++++ Text shown ++++

During his 20-year career kicking the shit out of anything and everything in central China, uber-soldier and 12th-century mechano-badass Yue Fei personally fought in 126 battles, never lost a single engagement, rose through the ranks from Private to Overall Commander of Imperial Forces, invented a half-dozen styles of boxing and martial arts, and wrote a bunch of flamingly-epic poetry about how he was going to drink the blood of his slain enemies with a twist of lemon and then chase it with a shot of Jager. Nowadays he is revered as a national hero of China, a paragon of patriotic loyalty, and the ultimate symbol of honor, duty, and face-obliterating medieval barbarian-quelling vengeance.
Naturally, as you might expect from any man famous throughout for his unswerving loyalty, rigid obedience, and unquestioning patriotism, he was betrayed by his own government, imprisoned as a traitor, and executed for treason.

++++ Dataset content ++++

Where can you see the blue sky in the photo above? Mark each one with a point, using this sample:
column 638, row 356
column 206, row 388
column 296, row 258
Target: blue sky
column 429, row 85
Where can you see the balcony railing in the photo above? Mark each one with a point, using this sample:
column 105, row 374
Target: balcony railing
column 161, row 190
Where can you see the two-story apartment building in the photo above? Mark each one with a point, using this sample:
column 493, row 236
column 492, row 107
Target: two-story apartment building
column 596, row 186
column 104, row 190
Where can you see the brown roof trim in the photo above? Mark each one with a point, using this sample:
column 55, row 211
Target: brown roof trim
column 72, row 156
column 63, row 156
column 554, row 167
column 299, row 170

++++

§ Task requirements
• a. Answer these about the Yue Fei text:
(i) In how many battles did Yue Fei personally fight?
(ii) From what rank did he rise to Overall Commander of Imperial Forces?
(iii) For what crime was he executed?
• b. In the Yue Fei text, write out the passage between "Naturally, as you" and "executed for treason.", inclusive, and swap "imprisoned" for "jailed".

§ Worked solutions
• a.
(i) 126
(ii) Private
(iii) Treason

• b.
Naturally, as you might expect from any man famous throughout for his unswerving loyalty, rigid obedience, and unquestioning patriotism, he was betrayed by his own government, jailed as a traitor, and executed for treason.